▶ _Given information_:
-- start --

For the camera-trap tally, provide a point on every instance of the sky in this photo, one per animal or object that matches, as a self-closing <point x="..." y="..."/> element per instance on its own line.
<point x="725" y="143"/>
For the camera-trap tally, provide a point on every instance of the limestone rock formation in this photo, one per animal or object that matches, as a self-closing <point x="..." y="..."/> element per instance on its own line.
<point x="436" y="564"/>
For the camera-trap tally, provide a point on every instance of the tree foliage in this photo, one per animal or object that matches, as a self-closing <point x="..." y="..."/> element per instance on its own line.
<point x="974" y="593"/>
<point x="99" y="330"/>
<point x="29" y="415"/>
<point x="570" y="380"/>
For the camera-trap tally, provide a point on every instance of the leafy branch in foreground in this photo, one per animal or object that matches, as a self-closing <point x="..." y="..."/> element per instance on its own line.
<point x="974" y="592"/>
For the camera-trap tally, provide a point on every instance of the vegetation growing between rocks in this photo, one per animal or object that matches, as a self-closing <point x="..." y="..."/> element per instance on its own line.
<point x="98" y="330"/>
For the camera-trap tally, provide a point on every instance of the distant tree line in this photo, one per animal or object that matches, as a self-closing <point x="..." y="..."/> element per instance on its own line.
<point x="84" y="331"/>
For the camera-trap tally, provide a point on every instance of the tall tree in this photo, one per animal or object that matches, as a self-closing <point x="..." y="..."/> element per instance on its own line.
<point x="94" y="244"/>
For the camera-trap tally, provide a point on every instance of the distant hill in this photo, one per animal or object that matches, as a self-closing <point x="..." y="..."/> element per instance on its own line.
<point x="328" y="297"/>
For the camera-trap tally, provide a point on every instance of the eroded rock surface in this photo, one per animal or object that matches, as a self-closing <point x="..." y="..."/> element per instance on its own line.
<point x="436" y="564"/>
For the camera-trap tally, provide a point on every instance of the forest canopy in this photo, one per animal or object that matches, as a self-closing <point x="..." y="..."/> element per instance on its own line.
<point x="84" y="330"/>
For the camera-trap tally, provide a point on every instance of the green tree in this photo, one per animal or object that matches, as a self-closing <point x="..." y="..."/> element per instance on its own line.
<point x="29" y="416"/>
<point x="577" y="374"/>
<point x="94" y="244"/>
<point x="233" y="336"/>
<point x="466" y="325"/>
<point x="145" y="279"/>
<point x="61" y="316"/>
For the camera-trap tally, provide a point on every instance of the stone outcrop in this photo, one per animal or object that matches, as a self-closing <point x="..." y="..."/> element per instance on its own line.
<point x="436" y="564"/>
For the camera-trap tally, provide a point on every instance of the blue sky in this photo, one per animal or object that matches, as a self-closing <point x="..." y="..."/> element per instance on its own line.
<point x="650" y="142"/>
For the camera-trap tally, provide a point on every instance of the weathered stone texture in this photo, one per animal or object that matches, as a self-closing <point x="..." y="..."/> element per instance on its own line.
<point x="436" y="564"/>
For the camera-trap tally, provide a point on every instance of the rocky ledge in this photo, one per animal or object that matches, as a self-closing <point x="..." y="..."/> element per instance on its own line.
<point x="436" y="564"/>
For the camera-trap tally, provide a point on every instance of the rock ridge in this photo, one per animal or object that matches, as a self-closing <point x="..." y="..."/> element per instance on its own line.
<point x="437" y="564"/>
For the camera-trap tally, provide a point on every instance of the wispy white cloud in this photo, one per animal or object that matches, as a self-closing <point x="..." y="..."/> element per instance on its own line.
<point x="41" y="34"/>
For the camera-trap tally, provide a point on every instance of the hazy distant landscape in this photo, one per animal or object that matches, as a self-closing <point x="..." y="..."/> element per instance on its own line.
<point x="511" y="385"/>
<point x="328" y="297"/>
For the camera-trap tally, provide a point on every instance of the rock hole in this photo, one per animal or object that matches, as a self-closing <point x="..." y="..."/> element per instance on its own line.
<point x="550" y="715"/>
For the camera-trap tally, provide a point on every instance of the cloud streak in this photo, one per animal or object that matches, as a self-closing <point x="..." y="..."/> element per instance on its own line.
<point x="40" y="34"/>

-- end --

▶ _Set problem_: Every line of the data above should be reproduced word for word.

▶ _Exercise answer_:
For the camera-trap tally, provide a point on every instance of the sky in this photo, one per animal or object that matches, as a self-closing <point x="..." y="..."/> element per instance on its own line.
<point x="725" y="143"/>
For the camera-trap tally, provide a point on every instance of the limestone rock formation in this photo, one per animal or object that matches, as a self-closing <point x="..." y="..."/> element per instance on its own line.
<point x="436" y="564"/>
For the camera-trap tally, provide a point on every instance of the tree foliage in this photo, one per animal or object that matches, as a self-closing <point x="..." y="..."/> element per instance on its own line.
<point x="974" y="593"/>
<point x="99" y="330"/>
<point x="29" y="415"/>
<point x="570" y="380"/>
For the camera-trap tally, provide a point on every instance of the leafy branch in foreground in this photo, one per animal or object that matches, as a self-closing <point x="..." y="..."/> element per instance on its own line.
<point x="974" y="592"/>
For the camera-trap tally, provide a point on every instance of the vegetation growing between rocks in this photo, one per animal or object that matches, as a self-closing <point x="..." y="..."/> element per instance on its own line.
<point x="98" y="330"/>
For the camera-trap tally, provide a point on every instance of the distant tree line in this photo, one per animal or object that matches, as a self-closing <point x="..." y="..."/> element per instance on its own line.
<point x="84" y="331"/>
For the camera-trap tally, provide a point on every instance of the tall tree in this photo, one per animal or object that matches, as a self-closing <point x="..." y="..."/> element per instance on its own line.
<point x="94" y="244"/>
For the camera-trap tally, provide a point on every instance of the distant hill in this photo, one per animal or object that matches, as a self-closing <point x="..." y="..."/> element per instance on its own line.
<point x="328" y="297"/>
For the camera-trap tally, provide a point on every instance of the eroded rock surface in this photo, one per animal or object that matches, as a self-closing <point x="..." y="..."/> element per instance on its own line.
<point x="436" y="564"/>
For the camera-trap tally, provide a point on every instance of the forest canopy in this photo, one per animal or object that matches, as a self-closing <point x="..." y="..."/> element per instance on its own line.
<point x="84" y="330"/>
For the camera-trap tally, provide a point on every instance of the green tree in this photo, one per animal or object that matches, as a self-closing <point x="..." y="..."/> element per instance on its own line.
<point x="29" y="416"/>
<point x="577" y="374"/>
<point x="94" y="244"/>
<point x="233" y="336"/>
<point x="466" y="325"/>
<point x="145" y="279"/>
<point x="61" y="316"/>
For the camera-trap tally, provide a point on every instance of the stone outcrop in this photo, one per animal or object that matches, as a self-closing <point x="..." y="..."/> element per instance on its own line.
<point x="436" y="564"/>
For the camera-trap tally, provide a point on every instance of the blue sky in this photo, one per animal or object that matches, as a self-closing <point x="..." y="..."/> element per instance on its own line.
<point x="650" y="142"/>
For the camera-trap tally, provide a point on every instance of the weathered stone texture in this photo, one per animal or object that matches, as a self-closing <point x="..." y="..."/> element per instance on its own line.
<point x="436" y="564"/>
For the camera-trap tally, provide a point on every instance of the rocky ledge in this photo, one per animal or object that matches, as a self-closing <point x="..." y="..."/> element per instance on its own line.
<point x="436" y="564"/>
For the camera-trap tally, provide a point on every instance of the rock ridge in this photo, one per animal or object that matches, as a self-closing <point x="..." y="..."/> element per instance on its own line.
<point x="437" y="564"/>
For the camera-trap tally, provide a point on every instance of the wispy white cloud in this photo, one per animal or object that matches, as a self-closing <point x="..." y="..."/> element per instance on its own line.
<point x="41" y="34"/>
For the camera-trap tally, provide a point on every instance of the hazy distant landscape in this photo, one per animal or object that matches, as a self-closing <point x="..." y="..."/> element per instance on its own line.
<point x="511" y="385"/>
<point x="328" y="297"/>
For the camera-trap tally, provide a point on every instance of the rock hole in this photo, one per animal or object that matches, as a self-closing <point x="..." y="..."/> element per instance on its own line.
<point x="550" y="715"/>
For the camera-trap tally, provide a point on every instance of the cloud streak in this photo, one per animal or object that matches, as a self-closing <point x="..." y="..."/> element per instance on its own line.
<point x="40" y="34"/>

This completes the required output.